Every line below from the one containing "Target: white window trim" to the final line must be reproduced exactly, and no other line may appear in the answer.

* Data items:
══════════

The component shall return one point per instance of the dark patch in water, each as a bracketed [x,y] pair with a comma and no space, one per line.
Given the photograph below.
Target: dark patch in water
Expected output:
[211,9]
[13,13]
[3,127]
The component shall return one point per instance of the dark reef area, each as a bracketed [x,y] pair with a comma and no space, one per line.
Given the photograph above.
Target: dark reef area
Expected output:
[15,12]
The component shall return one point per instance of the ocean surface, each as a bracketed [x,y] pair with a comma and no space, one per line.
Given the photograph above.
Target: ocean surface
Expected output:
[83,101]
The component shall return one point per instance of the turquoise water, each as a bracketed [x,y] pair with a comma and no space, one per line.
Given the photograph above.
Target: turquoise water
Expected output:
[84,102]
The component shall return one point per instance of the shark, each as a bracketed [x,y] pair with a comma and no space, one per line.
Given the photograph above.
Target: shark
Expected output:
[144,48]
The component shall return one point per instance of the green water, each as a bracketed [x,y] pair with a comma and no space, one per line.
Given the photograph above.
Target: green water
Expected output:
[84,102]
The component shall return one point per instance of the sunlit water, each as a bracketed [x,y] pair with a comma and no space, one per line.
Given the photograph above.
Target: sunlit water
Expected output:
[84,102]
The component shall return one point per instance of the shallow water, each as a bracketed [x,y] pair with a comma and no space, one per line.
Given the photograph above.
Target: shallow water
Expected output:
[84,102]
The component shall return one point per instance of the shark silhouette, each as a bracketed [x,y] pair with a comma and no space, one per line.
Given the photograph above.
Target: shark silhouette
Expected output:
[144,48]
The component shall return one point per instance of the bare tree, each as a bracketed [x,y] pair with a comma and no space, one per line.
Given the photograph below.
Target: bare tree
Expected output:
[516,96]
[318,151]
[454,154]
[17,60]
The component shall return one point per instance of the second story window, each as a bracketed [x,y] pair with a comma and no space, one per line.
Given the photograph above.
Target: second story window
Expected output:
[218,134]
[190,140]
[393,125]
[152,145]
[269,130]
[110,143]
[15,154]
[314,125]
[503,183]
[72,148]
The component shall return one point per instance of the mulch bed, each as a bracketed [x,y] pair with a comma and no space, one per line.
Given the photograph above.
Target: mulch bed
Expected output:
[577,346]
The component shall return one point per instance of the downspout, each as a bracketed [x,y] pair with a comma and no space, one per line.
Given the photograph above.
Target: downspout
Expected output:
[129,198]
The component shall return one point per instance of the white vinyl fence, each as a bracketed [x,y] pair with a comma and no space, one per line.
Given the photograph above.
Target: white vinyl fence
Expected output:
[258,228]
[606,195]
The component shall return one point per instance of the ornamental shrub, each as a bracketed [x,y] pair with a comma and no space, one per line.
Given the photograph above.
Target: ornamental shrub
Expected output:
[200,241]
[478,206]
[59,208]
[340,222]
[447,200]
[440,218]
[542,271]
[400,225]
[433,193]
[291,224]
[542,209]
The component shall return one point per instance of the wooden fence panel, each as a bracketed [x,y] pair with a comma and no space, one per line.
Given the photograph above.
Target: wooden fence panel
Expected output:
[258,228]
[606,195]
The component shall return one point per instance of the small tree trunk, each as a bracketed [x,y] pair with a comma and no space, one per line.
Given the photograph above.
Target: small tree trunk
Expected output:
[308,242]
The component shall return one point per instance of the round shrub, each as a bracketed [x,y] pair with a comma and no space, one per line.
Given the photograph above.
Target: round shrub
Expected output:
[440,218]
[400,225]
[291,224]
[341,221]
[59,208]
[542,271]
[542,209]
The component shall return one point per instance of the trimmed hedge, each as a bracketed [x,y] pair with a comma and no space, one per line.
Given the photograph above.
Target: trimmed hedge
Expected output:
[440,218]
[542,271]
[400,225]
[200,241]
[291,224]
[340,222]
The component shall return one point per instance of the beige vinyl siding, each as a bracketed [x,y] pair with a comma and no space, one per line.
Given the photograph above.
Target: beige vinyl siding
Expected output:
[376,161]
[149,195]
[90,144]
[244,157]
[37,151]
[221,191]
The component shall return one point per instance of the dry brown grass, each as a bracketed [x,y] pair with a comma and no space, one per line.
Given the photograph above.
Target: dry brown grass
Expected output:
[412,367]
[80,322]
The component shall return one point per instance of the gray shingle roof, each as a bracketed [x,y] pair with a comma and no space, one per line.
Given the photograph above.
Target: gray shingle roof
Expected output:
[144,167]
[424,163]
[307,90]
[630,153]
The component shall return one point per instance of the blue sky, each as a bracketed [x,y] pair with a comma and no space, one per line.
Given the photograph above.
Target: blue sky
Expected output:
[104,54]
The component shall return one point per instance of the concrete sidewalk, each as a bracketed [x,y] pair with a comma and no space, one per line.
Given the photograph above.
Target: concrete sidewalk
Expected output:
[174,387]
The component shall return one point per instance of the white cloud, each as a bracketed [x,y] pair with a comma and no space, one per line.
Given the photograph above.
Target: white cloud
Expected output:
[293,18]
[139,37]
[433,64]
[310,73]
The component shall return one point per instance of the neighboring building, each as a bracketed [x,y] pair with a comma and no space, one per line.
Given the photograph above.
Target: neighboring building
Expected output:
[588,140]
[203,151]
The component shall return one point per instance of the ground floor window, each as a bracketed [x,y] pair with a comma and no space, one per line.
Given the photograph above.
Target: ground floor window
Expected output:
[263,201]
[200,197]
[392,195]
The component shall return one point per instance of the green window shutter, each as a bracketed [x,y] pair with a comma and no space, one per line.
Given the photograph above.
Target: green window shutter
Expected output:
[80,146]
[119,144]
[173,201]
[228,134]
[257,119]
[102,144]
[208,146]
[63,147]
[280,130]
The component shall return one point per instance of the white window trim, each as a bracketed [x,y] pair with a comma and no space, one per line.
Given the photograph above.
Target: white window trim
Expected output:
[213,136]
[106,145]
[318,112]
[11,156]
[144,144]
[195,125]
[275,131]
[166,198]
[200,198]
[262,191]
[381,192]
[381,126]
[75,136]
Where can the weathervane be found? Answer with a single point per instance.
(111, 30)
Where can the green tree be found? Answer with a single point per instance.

══════════

* RESPONSE BOX:
Target: white window trim
Expected output:
[213,136]
[106,145]
[318,112]
[11,156]
[144,144]
[195,125]
[275,131]
[166,198]
[200,198]
[262,191]
[381,192]
[381,126]
[75,136]
Where can the weathervane be found? Answer with a single point per instance.
(111, 30)
Where can the green tree be found? Answer with a single point per instance.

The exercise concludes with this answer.